I just returned from the International Bridge, Tunnel and Turnpike Association (IBTTA) Symposium on Mileage Based Usage Fees (MBUF) in Jersey City, New Jersey, USA, where the main theme was around whether such fees could replace existing forms of charging road users as a source of funding for highways.
Before I get onto some key conclusions from that Symposium, it is worth clearing up terminology. MBUF is the latest acronym applying to something that is also called VMT (Vehicle Mileage Tax). What is common with all references is that it is a form of road pricing based on distance travelled. At its simplest, it means a vehicle pays on a per kilometre (or mile) as distinguished from traditional tolling which I describe as "point based" charging (whereby the chargeable event is crossing a tolling point, regardless of how far one travels), or even the amount of time spent on a network ("vignette" systems in Europe are the closest parallel to that, but the London congestion charge is effectively the purchase of 11 hours access in one calendar day to the area subject to the charge).
In the UK, the acronym "TDP" has been used to describe "time distance place" charging, primarily because the economic advantages of distance based charging primarily arise from the ability to charge road users different prices at different times on different roads. This means truly economically efficient road pricing that could target congestion, and see revenue and pricing related to infrastructure costs. The UK's road pricing feasibility study in 2004 estimated road pricing could save the UK economy £12 billion (US$19 billion) a year in congestion costs - which is 25% more than total spending on highway infrastructure by central and local government. In effect, delays would be halved as severe congestion was priced off the network at peak times, either suppressing trips or shifting trips into other modes or less congested times of the day.
It's about revenue
However in the USA, the driver for distance charging is not the benefits that could come from the "TDP" model, as attractive as it is for transport economists. It is more fundamental, it is about revenue.

Referring expression data:
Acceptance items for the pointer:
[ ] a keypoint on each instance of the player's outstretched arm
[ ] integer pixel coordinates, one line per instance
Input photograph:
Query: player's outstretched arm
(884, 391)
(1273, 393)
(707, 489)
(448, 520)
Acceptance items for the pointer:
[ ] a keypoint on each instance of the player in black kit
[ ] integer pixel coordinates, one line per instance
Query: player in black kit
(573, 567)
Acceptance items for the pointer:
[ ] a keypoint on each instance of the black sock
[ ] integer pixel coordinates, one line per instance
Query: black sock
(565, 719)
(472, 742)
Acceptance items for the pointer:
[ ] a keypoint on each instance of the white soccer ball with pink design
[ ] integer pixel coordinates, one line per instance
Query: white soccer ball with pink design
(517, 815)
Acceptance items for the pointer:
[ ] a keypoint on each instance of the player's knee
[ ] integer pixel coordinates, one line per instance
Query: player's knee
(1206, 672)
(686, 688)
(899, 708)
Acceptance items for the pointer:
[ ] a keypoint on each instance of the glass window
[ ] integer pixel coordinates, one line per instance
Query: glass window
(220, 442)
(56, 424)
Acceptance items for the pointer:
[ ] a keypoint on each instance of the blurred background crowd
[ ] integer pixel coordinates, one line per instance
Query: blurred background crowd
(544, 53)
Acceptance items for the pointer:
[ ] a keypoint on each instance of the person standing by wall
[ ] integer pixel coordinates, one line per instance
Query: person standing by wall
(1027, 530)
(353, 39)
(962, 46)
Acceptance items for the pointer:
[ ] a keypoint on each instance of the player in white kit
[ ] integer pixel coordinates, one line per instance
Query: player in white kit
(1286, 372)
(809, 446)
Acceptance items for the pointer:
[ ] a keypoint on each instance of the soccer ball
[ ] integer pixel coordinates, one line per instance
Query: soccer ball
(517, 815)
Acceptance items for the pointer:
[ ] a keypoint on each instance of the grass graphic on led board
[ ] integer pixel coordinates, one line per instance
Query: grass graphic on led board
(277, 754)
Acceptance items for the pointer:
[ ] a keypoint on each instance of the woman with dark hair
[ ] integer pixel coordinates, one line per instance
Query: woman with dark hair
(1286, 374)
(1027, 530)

Problems and tasks:
1. According to the road pricing text, why has the acronym "TDP" been used in the UK? Answer in one to three sentences.
2. Take the text on mileage-based road charging further, continuing from its last sentence.

Answers per task:
1. In the UK, "TDP" stands for "time distance place" charging. It has been used because the economic advantages of distance-based charging mainly come from being able to charge road users different prices at different times on different roads.

2.
In the USA, a significant source of revenue for highway funding is hypothecated fuel taxes (or "gas tax" as it is called there). This has been under pressure for two reasons, both of which one presenter at the forum (Travis Dunn) estimated have been equally responsible for creating a "challenging" funding environment that means revenue is now (at the federal level) 30% lower than budgeted expenditure. Fuel taxation in the US is at the federal and state levels, and while the situation in each state varies, by and large a majority of states - and the federal government - no longer collect enough revenue from fuel taxation to fund the maintenance of the highway network.
The two issues are:
- Inflation eroding the purchasing power of fuel taxation faster than politicians are able to increase the tax;
- Fuel efficiency of vehicles eroding the per mile revenue per vehicle.
Why not raise fuel taxes?
In the US, the political environment is absolutely toxic around increasing fuel taxation. For the Federal Government and most states it is pretty much impossible to increase fuel taxes according to inflation, let alone to catch up with the rising fuel efficiency of vehicles. Even given that, the fuel efficiency argument suggests serious equity issues arising if fuel taxation is increased, and the people able to avoid this are those that either live parallel to viable public transport alternatives (which will always be very few) or those who can afford new fuel efficient vehicles (again, most car owners buy second-hand vehicles).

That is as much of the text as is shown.